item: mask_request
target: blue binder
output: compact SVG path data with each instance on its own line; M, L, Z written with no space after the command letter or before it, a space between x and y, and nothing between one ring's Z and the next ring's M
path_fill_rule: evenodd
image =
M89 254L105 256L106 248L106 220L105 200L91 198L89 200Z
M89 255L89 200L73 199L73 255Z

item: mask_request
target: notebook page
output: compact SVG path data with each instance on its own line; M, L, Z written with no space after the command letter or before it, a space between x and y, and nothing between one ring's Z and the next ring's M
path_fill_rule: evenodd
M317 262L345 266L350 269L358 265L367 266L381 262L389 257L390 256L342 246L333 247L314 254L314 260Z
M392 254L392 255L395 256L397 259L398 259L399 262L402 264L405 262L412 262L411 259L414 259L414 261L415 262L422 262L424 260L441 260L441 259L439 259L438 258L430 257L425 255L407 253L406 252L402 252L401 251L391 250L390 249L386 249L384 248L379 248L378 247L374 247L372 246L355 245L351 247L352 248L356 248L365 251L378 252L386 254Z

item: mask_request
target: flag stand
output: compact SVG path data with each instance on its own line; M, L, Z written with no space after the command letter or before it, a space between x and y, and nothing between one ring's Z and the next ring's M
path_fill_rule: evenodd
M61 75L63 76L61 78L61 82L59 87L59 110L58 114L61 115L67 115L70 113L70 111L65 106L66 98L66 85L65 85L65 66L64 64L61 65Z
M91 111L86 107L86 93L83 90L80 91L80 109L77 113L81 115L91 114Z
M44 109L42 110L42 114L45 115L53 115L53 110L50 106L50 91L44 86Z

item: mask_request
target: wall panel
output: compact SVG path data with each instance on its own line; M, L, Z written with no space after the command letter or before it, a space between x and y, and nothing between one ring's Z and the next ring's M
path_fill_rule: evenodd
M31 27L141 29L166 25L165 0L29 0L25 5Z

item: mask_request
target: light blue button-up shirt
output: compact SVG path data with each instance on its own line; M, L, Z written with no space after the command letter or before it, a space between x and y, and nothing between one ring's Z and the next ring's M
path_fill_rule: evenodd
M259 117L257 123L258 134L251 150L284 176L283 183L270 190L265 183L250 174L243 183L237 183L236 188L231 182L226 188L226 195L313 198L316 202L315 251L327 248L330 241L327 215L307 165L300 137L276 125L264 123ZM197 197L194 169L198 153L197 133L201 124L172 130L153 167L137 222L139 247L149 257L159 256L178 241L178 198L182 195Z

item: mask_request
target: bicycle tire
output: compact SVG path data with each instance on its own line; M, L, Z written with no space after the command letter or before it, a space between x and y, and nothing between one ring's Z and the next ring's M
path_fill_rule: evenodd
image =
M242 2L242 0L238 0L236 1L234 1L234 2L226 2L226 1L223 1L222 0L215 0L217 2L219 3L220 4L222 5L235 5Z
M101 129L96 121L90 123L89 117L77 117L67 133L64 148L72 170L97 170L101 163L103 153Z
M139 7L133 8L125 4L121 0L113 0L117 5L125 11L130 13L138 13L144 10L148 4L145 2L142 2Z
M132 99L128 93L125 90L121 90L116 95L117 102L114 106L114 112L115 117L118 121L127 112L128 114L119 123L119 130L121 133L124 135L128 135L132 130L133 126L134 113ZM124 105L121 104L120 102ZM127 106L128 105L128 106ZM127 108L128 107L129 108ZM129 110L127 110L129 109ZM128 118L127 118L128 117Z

####

**Stated problem:** Reproduce every item above line for line, leaving each character unchanged.

**Exercise response:**
item: mask_request
target: blue binder
output: compact SVG path data with each instance on its own line; M, L, Z written with no space after the command letter or before it, a space between x and y, and nothing between one ring's Z and the next ring's M
path_fill_rule: evenodd
image =
M89 254L105 256L106 248L106 220L105 200L91 198L89 200Z
M89 255L89 200L73 199L73 255Z

item: mask_request
target: notebook page
output: compact SVG path data with each instance on its own line; M, L, Z written with no space after the command letter or before it, a space between x and y, and nothing between one ring's Z and the next ring's M
path_fill_rule: evenodd
M317 262L345 266L350 269L358 265L367 266L381 262L389 257L390 256L342 246L333 247L314 254L314 260Z
M392 254L392 255L395 256L397 259L398 259L399 262L402 264L405 262L412 262L411 259L414 259L414 261L415 262L422 262L424 260L441 260L441 259L439 259L438 258L430 257L425 255L407 253L406 252L402 252L401 251L391 250L390 249L386 249L384 248L379 248L378 247L374 247L372 246L355 245L351 247L352 248L356 248L365 251L378 252L386 254Z

item: mask_request
target: flag stand
output: compact SVG path data with each instance on its own line; M, L, Z written with no space after the command letter or before it, a space between x and y, and nothing between one ring's Z and the next ring's M
path_fill_rule: evenodd
M61 75L63 76L61 78L61 82L59 87L59 110L58 114L61 115L67 115L70 113L70 111L65 106L66 98L66 85L65 85L65 66L64 64L61 65Z
M91 111L86 107L86 93L83 90L80 91L80 109L77 113L81 115L91 114Z
M44 109L42 110L42 114L45 115L53 115L53 110L50 106L50 91L44 86Z

item: mask_request
target: wall panel
output: compact SVG path data with each instance on its own line; M, L, Z written with no space after the command letter or before it, a space between x and y, and nothing between one ring's Z and the next ring's M
path_fill_rule: evenodd
M31 27L141 29L166 25L165 0L29 0L25 5Z

item: mask_request
target: light blue button-up shirt
output: compact SVG path data with each instance on its own line; M, L, Z written with no space after the command letter or before it, a space between x and y, and nothing between one ring's Z and the next ring's M
path_fill_rule: evenodd
M259 117L257 123L258 134L251 150L284 176L283 183L270 190L265 183L250 174L243 183L237 183L236 188L231 182L226 188L226 195L313 198L316 202L315 251L327 248L330 241L327 215L307 165L300 137L276 125L264 123ZM197 197L194 169L198 153L197 133L201 124L172 130L153 167L137 222L139 247L149 257L159 256L178 241L178 198L182 195Z

item: mask_request
target: bicycle tire
output: compact SVG path data with each instance on its own line; M, L, Z written with no space after the command letter or before it, a space between x and y, and nothing between one ring's Z and the next ring's M
path_fill_rule: evenodd
image =
M242 2L242 0L238 0L236 1L234 1L234 2L226 2L226 1L223 1L222 0L215 0L217 2L219 3L220 4L222 5L235 5Z
M101 129L96 121L90 123L89 117L77 117L67 133L64 148L72 170L97 170L101 163L103 153Z
M139 7L133 8L125 4L121 0L113 0L117 5L125 11L130 13L138 13L144 10L148 4L145 2L142 2Z
M132 99L128 93L125 90L121 90L116 95L117 102L114 106L114 112L115 117L118 121L127 112L128 114L119 123L119 130L121 133L124 135L128 135L132 130L133 126L134 113ZM124 105L121 104L120 102ZM127 106L128 105L128 106ZM127 108L128 107L129 108ZM129 110L127 110L129 109ZM128 118L127 118L128 117Z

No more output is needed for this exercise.